What is asked — Pick out each line in the listing below that contains the word "Target" and copy those lines.

──────── Records for the exercise

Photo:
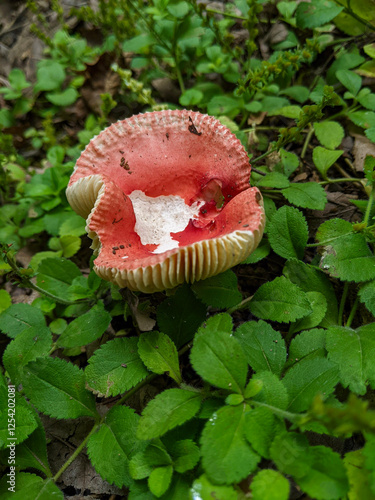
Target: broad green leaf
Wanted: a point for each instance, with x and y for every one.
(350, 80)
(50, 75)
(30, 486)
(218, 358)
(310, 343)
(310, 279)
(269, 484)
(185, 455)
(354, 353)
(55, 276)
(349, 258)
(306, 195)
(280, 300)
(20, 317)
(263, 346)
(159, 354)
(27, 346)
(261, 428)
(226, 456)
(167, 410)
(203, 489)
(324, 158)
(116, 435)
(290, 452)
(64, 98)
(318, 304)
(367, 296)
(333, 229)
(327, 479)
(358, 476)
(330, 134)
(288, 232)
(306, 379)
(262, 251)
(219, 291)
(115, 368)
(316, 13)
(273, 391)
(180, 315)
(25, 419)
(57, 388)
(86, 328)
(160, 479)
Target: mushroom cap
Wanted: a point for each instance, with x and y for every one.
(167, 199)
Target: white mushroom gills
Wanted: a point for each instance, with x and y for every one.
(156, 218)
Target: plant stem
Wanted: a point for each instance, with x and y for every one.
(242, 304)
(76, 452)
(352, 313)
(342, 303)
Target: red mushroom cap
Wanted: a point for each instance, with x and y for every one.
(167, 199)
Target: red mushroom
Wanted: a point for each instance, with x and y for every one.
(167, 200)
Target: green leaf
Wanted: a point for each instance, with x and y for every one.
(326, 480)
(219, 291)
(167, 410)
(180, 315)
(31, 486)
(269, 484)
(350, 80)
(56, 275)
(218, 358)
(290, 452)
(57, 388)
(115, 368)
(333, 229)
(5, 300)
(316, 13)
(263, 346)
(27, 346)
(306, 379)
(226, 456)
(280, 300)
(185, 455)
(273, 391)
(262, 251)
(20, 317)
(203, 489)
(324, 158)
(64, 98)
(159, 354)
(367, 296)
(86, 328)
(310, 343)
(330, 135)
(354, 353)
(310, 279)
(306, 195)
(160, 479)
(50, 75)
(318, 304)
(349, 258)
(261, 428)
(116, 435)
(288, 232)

────────────────
──────── Records for the exercise

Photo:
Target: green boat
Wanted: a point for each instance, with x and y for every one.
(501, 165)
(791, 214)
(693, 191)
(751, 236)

────────────────

Answer in full —
Target: broad green leaf
Target: mushroom cap
Target: white mushroom gills
Target: plant stem
Target: red mushroom cap
Target: red mushroom
Target: green leaf
Target: green boat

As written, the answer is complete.